Problem statement => Go over the records and copy every line with the string "below".

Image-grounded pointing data
###
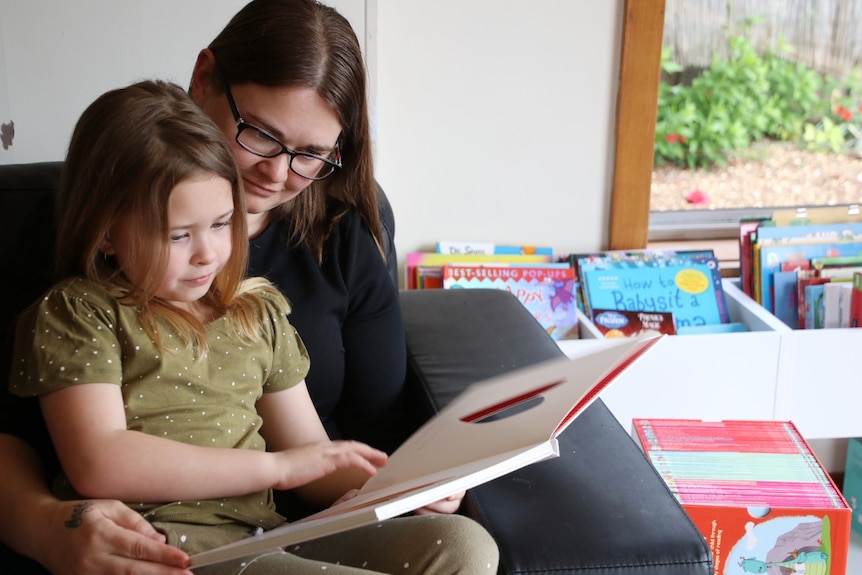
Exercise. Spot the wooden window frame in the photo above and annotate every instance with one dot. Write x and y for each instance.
(637, 106)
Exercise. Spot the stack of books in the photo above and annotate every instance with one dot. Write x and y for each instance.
(800, 266)
(755, 490)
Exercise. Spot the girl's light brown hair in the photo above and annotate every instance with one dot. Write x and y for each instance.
(304, 43)
(129, 149)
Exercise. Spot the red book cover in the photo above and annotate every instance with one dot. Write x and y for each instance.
(747, 230)
(626, 323)
(756, 492)
(856, 301)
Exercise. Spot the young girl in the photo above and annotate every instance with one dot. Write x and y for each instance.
(166, 380)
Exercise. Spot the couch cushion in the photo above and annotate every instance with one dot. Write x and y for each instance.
(600, 508)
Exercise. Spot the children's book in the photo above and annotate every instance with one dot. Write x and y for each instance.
(814, 310)
(548, 291)
(423, 265)
(688, 286)
(770, 257)
(814, 216)
(624, 323)
(804, 279)
(836, 304)
(856, 301)
(747, 232)
(730, 327)
(493, 428)
(756, 492)
(449, 247)
(785, 302)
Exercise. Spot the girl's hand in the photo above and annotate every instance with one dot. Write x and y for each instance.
(347, 496)
(301, 465)
(448, 505)
(106, 537)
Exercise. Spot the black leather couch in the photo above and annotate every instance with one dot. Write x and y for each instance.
(598, 509)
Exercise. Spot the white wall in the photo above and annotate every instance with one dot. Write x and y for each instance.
(494, 118)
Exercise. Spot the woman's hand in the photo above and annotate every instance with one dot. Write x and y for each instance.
(448, 505)
(102, 537)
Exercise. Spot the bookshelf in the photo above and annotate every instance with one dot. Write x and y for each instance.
(770, 373)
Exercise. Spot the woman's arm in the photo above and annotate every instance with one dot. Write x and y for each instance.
(104, 459)
(289, 422)
(75, 537)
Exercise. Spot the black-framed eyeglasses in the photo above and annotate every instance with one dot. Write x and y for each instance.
(261, 143)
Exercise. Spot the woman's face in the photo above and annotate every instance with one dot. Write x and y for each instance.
(297, 116)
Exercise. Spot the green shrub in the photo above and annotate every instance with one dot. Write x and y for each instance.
(746, 98)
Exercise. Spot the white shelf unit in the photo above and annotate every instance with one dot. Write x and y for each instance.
(772, 372)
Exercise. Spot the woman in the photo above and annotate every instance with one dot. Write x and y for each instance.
(318, 240)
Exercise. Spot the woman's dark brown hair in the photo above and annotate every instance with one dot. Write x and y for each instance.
(304, 43)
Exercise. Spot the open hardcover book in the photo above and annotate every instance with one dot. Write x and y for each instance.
(493, 428)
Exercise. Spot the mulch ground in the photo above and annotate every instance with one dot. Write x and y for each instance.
(771, 175)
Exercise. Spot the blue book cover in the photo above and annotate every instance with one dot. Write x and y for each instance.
(450, 247)
(785, 296)
(814, 306)
(690, 288)
(770, 258)
(788, 234)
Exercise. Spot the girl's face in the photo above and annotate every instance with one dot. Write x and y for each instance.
(297, 116)
(199, 212)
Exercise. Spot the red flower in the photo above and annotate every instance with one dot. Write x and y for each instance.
(696, 197)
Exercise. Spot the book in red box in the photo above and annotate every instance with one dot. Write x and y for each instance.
(755, 490)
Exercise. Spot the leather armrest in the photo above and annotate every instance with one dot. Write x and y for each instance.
(600, 507)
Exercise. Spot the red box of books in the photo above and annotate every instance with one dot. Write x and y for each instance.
(755, 490)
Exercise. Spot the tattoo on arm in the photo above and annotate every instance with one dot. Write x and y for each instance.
(75, 520)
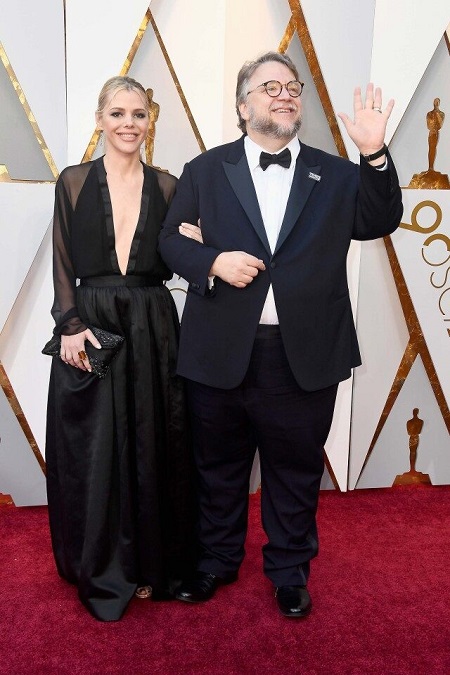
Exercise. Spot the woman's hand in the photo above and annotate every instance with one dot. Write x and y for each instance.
(72, 349)
(191, 231)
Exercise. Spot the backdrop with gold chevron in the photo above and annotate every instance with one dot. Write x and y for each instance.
(392, 421)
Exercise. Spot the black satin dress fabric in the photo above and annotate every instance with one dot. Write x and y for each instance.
(118, 452)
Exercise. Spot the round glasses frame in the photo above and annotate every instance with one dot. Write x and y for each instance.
(274, 88)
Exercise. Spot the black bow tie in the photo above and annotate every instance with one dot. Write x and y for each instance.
(283, 159)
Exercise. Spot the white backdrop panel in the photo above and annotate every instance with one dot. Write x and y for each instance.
(32, 34)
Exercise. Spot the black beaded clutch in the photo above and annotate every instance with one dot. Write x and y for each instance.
(99, 359)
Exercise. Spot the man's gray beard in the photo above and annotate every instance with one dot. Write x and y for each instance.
(268, 127)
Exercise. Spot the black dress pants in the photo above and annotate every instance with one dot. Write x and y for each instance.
(289, 426)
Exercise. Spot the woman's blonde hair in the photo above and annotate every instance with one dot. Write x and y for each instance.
(119, 83)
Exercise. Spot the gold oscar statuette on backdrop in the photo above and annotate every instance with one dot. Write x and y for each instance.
(413, 477)
(431, 179)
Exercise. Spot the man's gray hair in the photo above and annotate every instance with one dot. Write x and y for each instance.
(247, 71)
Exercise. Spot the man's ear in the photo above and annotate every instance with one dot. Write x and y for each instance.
(243, 109)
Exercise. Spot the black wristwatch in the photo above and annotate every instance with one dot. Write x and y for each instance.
(376, 155)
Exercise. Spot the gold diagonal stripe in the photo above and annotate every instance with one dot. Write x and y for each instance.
(177, 85)
(22, 98)
(288, 35)
(124, 71)
(316, 72)
(148, 18)
(16, 408)
(416, 345)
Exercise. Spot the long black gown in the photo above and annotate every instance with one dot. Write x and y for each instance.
(117, 449)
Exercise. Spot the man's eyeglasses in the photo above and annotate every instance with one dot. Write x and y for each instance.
(274, 88)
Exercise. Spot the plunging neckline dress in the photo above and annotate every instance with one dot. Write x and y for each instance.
(117, 449)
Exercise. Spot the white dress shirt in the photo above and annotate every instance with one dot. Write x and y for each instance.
(273, 187)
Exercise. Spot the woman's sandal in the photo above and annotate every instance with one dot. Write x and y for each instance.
(143, 592)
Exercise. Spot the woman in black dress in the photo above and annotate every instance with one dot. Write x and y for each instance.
(117, 452)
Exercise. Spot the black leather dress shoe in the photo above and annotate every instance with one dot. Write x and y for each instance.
(293, 601)
(203, 586)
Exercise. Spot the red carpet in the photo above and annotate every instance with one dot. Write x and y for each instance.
(380, 590)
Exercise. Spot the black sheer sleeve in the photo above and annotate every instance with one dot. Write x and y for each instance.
(167, 184)
(64, 310)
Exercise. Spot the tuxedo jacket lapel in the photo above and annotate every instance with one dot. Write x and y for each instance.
(302, 185)
(240, 179)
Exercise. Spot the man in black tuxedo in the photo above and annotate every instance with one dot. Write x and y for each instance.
(267, 331)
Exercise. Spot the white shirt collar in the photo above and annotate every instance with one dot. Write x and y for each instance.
(253, 151)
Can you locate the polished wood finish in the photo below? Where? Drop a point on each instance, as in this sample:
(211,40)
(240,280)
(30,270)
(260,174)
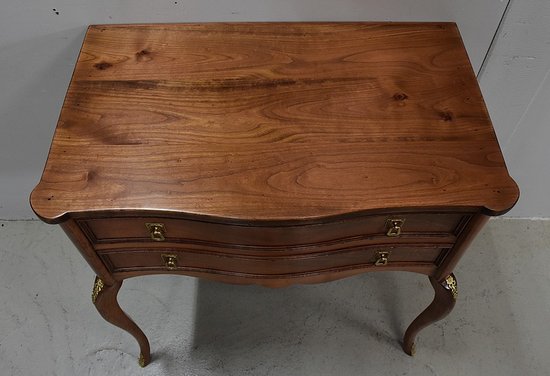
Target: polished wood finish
(441,306)
(273,154)
(273,122)
(107,305)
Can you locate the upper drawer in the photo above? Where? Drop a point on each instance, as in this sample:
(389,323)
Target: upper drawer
(154,231)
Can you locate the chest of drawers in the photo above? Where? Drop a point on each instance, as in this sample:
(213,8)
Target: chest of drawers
(273,154)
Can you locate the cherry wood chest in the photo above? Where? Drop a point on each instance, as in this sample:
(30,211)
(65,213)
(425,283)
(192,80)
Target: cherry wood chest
(273,154)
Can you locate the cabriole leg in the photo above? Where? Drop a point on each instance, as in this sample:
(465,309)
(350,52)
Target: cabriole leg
(444,300)
(104,299)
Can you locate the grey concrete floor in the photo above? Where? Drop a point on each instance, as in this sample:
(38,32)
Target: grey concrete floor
(354,326)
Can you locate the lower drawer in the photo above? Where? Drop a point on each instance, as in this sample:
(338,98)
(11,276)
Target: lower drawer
(166,260)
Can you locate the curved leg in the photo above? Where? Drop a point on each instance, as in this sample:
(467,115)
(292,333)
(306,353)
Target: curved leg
(104,299)
(444,300)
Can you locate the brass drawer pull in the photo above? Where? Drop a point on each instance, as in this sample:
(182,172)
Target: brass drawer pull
(382,258)
(157,231)
(394,226)
(170,261)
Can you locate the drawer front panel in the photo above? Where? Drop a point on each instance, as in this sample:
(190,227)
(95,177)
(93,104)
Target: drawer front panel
(165,260)
(105,233)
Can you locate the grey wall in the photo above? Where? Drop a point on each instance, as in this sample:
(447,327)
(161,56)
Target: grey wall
(39,43)
(516,86)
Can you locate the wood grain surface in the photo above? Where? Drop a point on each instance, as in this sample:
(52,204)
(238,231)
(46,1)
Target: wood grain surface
(273,121)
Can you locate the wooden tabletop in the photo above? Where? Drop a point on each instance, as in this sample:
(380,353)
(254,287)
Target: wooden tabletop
(273,121)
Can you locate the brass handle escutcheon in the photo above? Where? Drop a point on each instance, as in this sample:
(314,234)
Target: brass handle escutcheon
(157,231)
(170,261)
(394,226)
(382,258)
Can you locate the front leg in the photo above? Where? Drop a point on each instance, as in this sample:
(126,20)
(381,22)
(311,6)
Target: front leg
(444,300)
(104,299)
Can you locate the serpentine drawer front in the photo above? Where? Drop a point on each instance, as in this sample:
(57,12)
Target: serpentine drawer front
(273,154)
(109,232)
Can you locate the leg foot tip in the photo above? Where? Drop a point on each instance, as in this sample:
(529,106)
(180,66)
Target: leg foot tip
(142,361)
(412,350)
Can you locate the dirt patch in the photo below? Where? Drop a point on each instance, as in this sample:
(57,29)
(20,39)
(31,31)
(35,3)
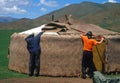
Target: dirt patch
(46,80)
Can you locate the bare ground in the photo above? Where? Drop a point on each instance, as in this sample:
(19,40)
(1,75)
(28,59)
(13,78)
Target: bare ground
(46,80)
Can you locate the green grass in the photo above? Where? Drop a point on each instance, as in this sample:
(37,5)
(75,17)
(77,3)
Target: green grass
(4,43)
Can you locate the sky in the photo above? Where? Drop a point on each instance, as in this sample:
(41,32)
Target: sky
(36,8)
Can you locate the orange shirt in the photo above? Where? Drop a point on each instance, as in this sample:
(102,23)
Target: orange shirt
(88,43)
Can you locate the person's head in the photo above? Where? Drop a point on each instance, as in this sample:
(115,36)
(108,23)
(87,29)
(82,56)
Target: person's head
(89,34)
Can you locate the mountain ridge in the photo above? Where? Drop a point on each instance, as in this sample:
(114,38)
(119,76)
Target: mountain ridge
(105,15)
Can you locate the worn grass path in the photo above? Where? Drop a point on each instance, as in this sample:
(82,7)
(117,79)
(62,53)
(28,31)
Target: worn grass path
(46,80)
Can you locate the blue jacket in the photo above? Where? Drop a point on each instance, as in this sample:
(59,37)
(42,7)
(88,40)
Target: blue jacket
(33,42)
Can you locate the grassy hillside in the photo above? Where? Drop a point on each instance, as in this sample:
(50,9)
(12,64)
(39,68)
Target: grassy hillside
(4,43)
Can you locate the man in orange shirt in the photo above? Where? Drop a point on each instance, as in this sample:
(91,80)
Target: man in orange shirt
(87,60)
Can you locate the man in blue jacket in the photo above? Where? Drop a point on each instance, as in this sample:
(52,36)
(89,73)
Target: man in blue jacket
(34,48)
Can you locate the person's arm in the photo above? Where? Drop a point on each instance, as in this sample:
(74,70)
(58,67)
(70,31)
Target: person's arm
(101,40)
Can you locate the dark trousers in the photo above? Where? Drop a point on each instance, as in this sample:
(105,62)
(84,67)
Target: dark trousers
(34,63)
(87,62)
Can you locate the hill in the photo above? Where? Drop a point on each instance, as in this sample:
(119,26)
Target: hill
(104,15)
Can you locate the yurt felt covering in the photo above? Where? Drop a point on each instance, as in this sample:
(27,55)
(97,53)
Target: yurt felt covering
(61,55)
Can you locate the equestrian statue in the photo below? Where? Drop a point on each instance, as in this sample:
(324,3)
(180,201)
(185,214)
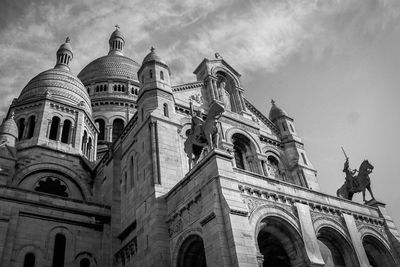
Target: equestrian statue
(203,133)
(356,181)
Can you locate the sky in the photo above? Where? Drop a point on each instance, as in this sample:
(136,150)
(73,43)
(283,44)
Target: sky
(333,65)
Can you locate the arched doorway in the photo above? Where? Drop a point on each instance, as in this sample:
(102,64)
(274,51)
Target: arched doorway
(279,243)
(335,250)
(191,253)
(378,255)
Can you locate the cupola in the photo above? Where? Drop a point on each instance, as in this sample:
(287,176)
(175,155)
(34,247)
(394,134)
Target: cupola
(116,42)
(276,112)
(64,55)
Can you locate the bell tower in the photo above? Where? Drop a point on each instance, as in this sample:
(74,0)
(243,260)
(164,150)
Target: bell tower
(300,167)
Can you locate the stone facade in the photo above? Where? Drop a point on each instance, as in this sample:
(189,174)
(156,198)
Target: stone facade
(80,188)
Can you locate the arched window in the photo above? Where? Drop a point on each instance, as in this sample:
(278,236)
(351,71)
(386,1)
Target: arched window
(102,128)
(273,166)
(132,173)
(84,140)
(31,126)
(245,154)
(304,158)
(59,251)
(192,252)
(55,123)
(239,156)
(84,262)
(66,131)
(29,260)
(21,128)
(166,113)
(118,126)
(89,147)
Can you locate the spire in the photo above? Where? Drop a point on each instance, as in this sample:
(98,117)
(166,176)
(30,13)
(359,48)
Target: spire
(276,112)
(116,42)
(64,55)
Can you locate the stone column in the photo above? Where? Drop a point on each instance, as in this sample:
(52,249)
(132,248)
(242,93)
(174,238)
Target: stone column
(48,129)
(59,131)
(356,240)
(153,141)
(70,135)
(309,237)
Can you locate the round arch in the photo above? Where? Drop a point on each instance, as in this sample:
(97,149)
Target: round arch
(335,248)
(217,69)
(234,130)
(85,255)
(279,243)
(19,256)
(181,240)
(53,168)
(192,252)
(377,253)
(69,244)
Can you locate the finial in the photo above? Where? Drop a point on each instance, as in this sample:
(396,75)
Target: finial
(217,55)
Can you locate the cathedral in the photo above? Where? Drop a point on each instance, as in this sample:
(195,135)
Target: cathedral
(118,167)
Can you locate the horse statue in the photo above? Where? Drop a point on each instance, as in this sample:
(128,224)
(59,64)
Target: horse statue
(356,183)
(203,133)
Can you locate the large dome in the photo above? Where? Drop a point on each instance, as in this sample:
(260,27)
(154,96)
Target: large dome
(59,84)
(110,67)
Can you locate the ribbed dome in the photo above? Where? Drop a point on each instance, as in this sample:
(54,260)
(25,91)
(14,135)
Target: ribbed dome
(109,67)
(59,84)
(9,127)
(276,112)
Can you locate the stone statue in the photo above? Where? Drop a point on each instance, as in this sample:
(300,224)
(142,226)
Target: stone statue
(356,183)
(203,133)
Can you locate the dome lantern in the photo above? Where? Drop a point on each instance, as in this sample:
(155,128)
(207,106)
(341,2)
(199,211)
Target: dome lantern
(64,55)
(116,42)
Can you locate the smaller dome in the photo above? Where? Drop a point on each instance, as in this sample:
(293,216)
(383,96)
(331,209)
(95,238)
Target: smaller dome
(276,112)
(116,34)
(9,127)
(66,45)
(152,56)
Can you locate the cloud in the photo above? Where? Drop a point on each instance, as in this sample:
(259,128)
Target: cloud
(251,35)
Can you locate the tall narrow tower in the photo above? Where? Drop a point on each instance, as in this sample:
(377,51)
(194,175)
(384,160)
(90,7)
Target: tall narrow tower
(300,167)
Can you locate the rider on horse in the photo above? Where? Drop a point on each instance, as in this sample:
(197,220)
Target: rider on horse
(351,181)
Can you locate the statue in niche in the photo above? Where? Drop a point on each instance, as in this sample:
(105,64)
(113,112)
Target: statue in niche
(354,182)
(203,133)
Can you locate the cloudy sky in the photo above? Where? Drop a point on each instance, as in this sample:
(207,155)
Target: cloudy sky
(332,64)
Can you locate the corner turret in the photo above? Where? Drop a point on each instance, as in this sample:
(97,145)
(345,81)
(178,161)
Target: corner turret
(116,42)
(64,55)
(299,164)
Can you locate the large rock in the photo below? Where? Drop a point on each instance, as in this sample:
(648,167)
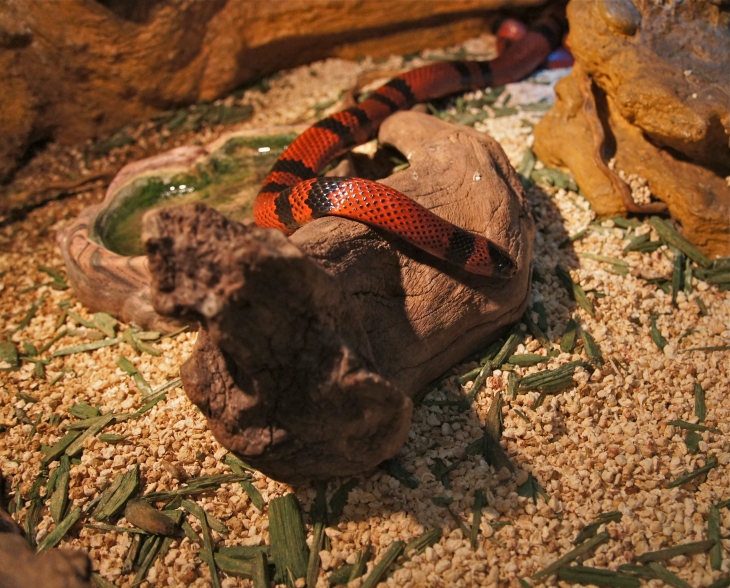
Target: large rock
(651,89)
(21,567)
(83,68)
(311,348)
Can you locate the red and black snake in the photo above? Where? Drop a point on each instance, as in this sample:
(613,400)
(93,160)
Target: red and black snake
(293,195)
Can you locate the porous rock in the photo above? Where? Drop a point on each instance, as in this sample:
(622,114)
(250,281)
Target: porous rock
(659,80)
(312,347)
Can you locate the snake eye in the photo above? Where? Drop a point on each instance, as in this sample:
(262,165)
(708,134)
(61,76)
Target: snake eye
(504,266)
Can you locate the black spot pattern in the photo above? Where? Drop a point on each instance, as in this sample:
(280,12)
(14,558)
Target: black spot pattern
(284,212)
(461,247)
(318,199)
(384,100)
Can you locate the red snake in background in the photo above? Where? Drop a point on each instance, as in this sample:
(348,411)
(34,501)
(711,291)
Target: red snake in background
(293,195)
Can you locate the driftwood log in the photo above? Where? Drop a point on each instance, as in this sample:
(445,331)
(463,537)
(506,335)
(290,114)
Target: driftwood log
(312,347)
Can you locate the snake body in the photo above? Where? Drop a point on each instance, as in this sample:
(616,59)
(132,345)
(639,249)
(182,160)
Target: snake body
(293,195)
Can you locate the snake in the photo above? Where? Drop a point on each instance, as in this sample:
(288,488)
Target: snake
(292,194)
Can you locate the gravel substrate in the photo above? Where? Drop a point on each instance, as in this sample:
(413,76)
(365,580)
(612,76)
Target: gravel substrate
(602,445)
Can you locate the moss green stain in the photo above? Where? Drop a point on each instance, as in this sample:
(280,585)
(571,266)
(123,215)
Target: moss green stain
(228,181)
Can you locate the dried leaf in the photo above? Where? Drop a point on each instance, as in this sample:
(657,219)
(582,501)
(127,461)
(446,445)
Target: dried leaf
(582,549)
(153,544)
(381,567)
(59,498)
(143,515)
(339,498)
(700,409)
(692,426)
(106,323)
(207,552)
(711,463)
(363,557)
(670,236)
(531,488)
(9,359)
(61,529)
(124,487)
(418,545)
(666,576)
(288,539)
(87,347)
(591,529)
(656,336)
(83,410)
(692,441)
(480,499)
(395,469)
(93,428)
(592,350)
(53,452)
(527,359)
(713,534)
(575,290)
(598,577)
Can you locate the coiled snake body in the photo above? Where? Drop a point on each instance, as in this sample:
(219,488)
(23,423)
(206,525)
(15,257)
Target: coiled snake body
(293,195)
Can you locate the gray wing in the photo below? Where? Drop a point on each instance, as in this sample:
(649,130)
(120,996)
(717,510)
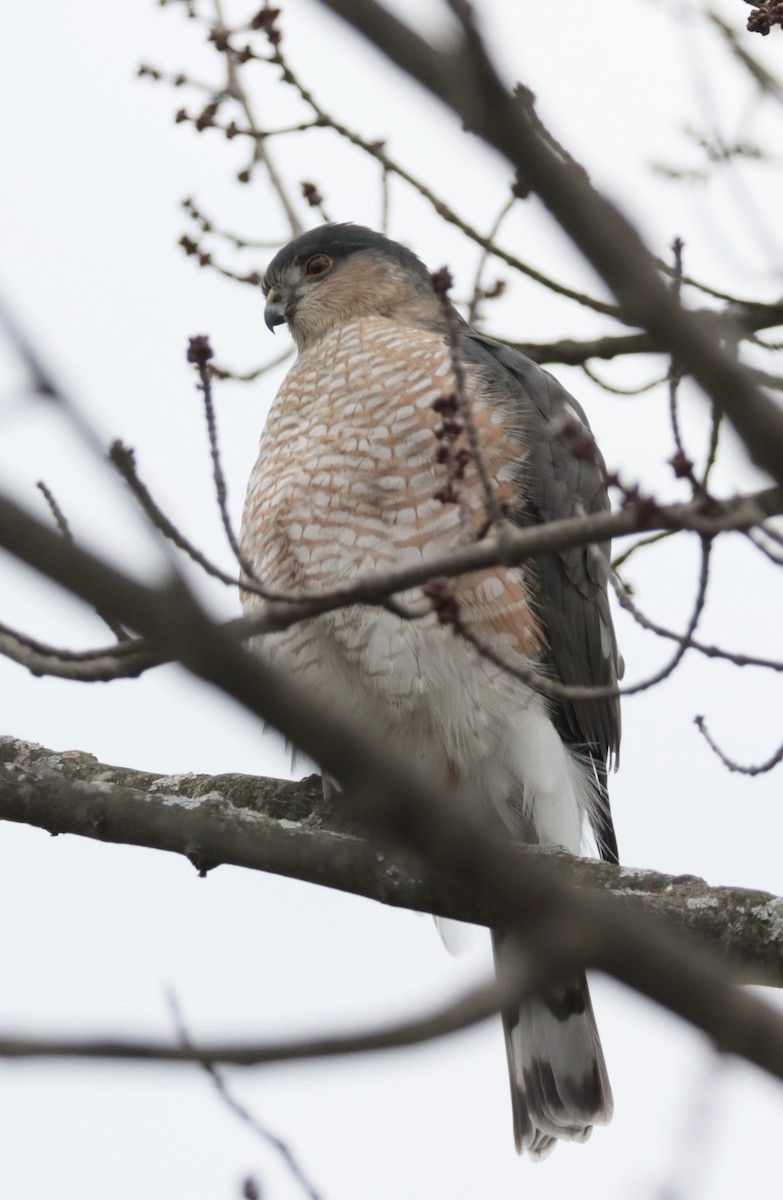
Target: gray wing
(562,475)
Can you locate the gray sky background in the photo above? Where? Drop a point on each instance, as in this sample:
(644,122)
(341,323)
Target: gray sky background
(93,173)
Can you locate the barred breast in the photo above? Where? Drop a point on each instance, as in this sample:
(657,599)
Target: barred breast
(346,483)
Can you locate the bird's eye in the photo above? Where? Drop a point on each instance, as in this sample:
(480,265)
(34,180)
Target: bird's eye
(317,265)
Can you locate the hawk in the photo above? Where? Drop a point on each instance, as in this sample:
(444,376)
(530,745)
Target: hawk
(357,472)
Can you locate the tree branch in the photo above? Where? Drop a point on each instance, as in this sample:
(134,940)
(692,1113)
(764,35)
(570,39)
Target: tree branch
(287,828)
(464,78)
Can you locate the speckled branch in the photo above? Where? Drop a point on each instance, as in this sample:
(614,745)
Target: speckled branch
(287,828)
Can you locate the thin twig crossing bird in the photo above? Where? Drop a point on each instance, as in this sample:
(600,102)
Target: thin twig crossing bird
(365,463)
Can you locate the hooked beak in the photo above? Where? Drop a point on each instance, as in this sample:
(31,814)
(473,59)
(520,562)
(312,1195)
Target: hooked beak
(274,310)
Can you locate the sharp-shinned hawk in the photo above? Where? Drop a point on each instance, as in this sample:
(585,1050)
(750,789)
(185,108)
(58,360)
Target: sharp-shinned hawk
(358,471)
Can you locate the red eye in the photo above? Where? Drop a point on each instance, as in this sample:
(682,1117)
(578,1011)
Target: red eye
(317,264)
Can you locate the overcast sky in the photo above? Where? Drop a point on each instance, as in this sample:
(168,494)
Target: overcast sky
(94,168)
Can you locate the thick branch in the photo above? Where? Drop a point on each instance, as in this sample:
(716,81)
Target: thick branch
(287,828)
(557,928)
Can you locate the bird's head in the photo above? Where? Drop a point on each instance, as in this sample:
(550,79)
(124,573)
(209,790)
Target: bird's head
(339,273)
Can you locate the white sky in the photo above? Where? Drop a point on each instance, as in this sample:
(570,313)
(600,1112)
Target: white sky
(93,171)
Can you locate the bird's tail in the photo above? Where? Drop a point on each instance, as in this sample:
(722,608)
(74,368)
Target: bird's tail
(560,1086)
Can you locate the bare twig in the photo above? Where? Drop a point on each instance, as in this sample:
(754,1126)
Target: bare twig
(739,768)
(604,235)
(261,150)
(270,1139)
###
Exercise answer =>
Can you locate the polished wood finish in the photo below? Where? Drop a point on each instance, as in this sample:
Can you locate the dirt patch in the photo below? Where? Drop a point on each instance, as in this sample:
Can you locate the equestrian statue in the photo below? Where? Drop a point on each instance, as in this sample:
Can you locate the large rock in the photo below? Where? Drop a point on each instance, as in this sample:
Can you locate the gray wing in the photo below? Where? Drop a point on each instance, as in this sample:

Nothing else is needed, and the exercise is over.